_Instructions_:
[A] Translate this sentence from the FOG's wanted thread into Spanish: "I'll be away this weekend, will check Sunday for PM's and this thread for those that want to... have some fun."
[B] In the FOG's wanted thread, piperdown says they aren't a FOG but still signs up. What reason does piperdown give for joining in?
[C] Return the part of the FOG's wanted thread from "Just cuz I joined" to "this guy subscribed.", word for word.

_Passage_:

# FOG's wanted



## hardcz (Aug 1, 2007)

Looking for any FOGs, with a join date prior to 2011, that would like to welcome a newbie to puff.


----------



## chris1360 (Mar 15, 2012)

Kevin (Kapathy) the newest FOG, sign his a$$ up!


----------



## NomoMoMo (Feb 19, 2012)

Hmmm....

First you ask for friends, then you ask for a FOG...I don't like we're this is going...

I've subscribed. op2:


----------



## socalocmatt (Dec 22, 2010)

Just cuz I joined just prior to '11 doesn't make me an "FOG". 



But I'm in!


----------



## max gas (Apr 11, 2011)

What the heck are you up to Dan? Consider this guy subscribed.

opcorn:


----------



## meatcake (Mar 3, 2012)

hmm....I see the game is afoot.


----------



## tatubom1 (Jan 10, 2010)

What will come of this? opcorn: Cant wait to see what will come.


----------



## Vicini (Oct 10, 2010)

I'm down for killing a noob


----------



## Eleigh (Jun 8, 2012)

Oh wow, please make sure to label the results of this clearly in the subject line! I really want to see what ou guys are up to!

Go get em!


----------



## Packerjh (Nov 29, 2009)

You are truly a diabolical BOTL! Downright evil in fact...this should be fun to watch


----------



## hardcz (Aug 1, 2007)

I'll be away this weekend, will check Sunday for PM's and this thread for those that want to... have some fun.

Next week will be great.


----------



## kapathy (Nov 20, 2010)

apparently i am already signed up0 thanks chris.


----------



## cigargirlie (Jul 18, 2012)

Vicini said:


> I'm down for killing a noob


Hey now you FOGs, I will have to alert the others... Killer Hello Kitty scares the bejesus out of me!!


----------



## piperdown (Jul 19, 2009)

Hmmmm, I'm not a FOG either as Matt says but....I haven't bombed anyone lately...so...
I'm up for it!!


----------



## hardcz (Aug 1, 2007)

:hat:

messages sent


----------



## lostdog13 (Jan 16, 2012)

not sure exactly where this is going, but ready to find out....subscribed


----------



## Desertlifter (Feb 22, 2011)

Oh what now....

Good thing I'm not a newbie.


----------



## Quietville (Sep 12, 2011)

Dude, Dan... Are you okay? You seem kinda upset.


----------



## piperdown (Jul 19, 2009)

Bomb sent........


----------



## chris1360 (Mar 15, 2012)

piperdown said:


> Hmmmm, I'm not a FOG either as Matt says but....I haven't bombed anyone lately...so...
> I'm up for it!!

_Raw records_:
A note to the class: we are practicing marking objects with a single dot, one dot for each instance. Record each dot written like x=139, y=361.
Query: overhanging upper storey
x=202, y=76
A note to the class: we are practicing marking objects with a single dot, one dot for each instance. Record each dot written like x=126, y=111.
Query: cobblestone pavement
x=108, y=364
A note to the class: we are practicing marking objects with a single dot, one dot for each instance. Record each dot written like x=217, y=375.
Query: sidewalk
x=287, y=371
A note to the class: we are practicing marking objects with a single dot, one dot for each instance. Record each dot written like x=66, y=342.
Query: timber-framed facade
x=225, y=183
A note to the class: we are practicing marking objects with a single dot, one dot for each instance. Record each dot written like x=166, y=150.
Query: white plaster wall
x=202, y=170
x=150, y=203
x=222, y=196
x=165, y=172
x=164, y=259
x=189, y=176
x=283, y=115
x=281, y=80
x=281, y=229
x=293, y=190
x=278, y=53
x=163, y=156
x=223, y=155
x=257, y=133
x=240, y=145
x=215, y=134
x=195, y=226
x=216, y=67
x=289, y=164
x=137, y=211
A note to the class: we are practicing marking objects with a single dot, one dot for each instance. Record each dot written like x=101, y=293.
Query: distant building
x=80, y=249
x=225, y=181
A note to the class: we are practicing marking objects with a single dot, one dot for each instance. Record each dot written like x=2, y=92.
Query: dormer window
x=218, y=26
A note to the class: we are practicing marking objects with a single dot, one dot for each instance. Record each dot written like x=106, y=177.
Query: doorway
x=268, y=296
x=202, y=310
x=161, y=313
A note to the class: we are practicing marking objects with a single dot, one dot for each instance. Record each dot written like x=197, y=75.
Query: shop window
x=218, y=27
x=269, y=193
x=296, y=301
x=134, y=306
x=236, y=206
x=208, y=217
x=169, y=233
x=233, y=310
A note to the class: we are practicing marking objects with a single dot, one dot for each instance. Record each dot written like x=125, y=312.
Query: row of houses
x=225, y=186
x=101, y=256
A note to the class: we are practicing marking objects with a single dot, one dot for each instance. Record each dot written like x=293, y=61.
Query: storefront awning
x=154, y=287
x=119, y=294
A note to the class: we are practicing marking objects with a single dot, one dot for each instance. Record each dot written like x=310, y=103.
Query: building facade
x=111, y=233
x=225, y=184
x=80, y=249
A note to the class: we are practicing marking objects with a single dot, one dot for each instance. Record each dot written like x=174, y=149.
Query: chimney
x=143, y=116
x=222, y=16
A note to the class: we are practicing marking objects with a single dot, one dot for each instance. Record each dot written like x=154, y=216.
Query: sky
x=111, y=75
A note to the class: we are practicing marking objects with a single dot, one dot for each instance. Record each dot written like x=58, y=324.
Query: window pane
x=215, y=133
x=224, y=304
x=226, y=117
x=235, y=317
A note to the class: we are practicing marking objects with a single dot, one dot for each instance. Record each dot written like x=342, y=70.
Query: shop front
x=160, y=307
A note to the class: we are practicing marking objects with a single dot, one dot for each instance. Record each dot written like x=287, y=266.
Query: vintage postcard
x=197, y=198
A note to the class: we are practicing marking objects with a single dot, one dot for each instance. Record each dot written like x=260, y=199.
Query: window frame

_Task-by-task results_:
[A] Estaré fuera este fin de semana; el domingo revisaré los mensajes privados y este hilo para ver quiénes quieren... divertirse un poco.

[B] piperdown hasn't bombed anyone lately, so piperdown is up for taking part.

[C]
Just cuz I joined just prior to '11 doesn't make me an "FOG". 



But I'm in!


----------



## max gas (Apr 11, 2011)

What the heck are you up to Dan? Consider this guy subscribed.